Short exercise: Gather every line of the material below that contains the string "horse". Case counts.

Entries from a dataset
# # # #

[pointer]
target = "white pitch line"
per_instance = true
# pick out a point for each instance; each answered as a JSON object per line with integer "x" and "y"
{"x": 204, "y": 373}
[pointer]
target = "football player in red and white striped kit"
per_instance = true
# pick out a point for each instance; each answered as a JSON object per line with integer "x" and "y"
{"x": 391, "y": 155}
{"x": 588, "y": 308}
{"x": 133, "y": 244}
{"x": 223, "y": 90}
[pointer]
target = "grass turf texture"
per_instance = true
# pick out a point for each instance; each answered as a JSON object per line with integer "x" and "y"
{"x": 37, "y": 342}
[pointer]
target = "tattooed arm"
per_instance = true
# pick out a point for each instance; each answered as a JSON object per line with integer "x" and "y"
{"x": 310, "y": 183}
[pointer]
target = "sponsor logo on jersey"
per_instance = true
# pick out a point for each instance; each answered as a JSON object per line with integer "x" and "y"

# # # #

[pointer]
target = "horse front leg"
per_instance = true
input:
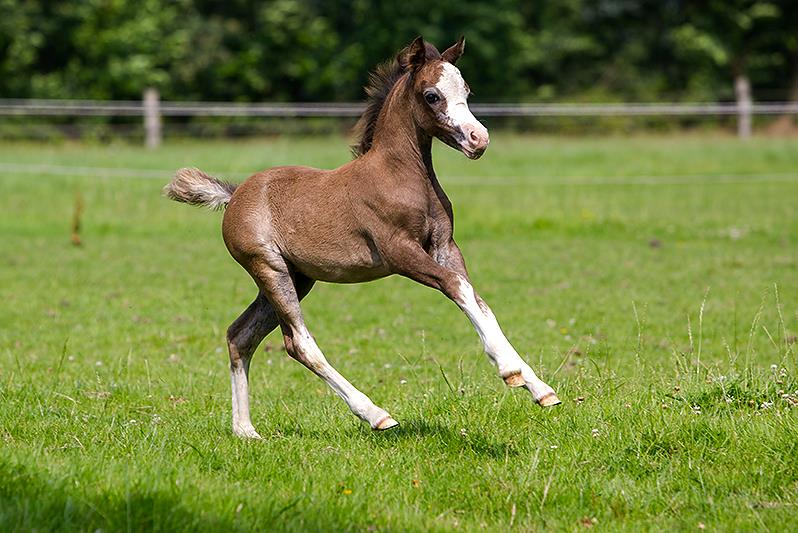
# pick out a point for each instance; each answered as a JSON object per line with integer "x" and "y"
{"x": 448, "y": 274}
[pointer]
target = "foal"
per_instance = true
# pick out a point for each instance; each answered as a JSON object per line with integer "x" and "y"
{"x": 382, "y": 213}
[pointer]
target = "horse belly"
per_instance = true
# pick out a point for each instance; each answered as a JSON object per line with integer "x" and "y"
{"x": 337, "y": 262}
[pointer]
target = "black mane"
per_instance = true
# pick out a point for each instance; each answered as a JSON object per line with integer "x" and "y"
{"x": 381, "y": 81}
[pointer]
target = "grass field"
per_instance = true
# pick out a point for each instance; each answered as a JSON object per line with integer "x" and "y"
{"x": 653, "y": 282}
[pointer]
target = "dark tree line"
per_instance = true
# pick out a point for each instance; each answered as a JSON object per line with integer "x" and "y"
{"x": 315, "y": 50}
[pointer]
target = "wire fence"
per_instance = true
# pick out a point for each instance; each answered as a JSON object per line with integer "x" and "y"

# # # #

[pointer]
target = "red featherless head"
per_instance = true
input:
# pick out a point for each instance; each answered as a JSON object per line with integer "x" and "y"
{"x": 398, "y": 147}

# # # #

Result:
target = "horse front leg"
target = "horse belly"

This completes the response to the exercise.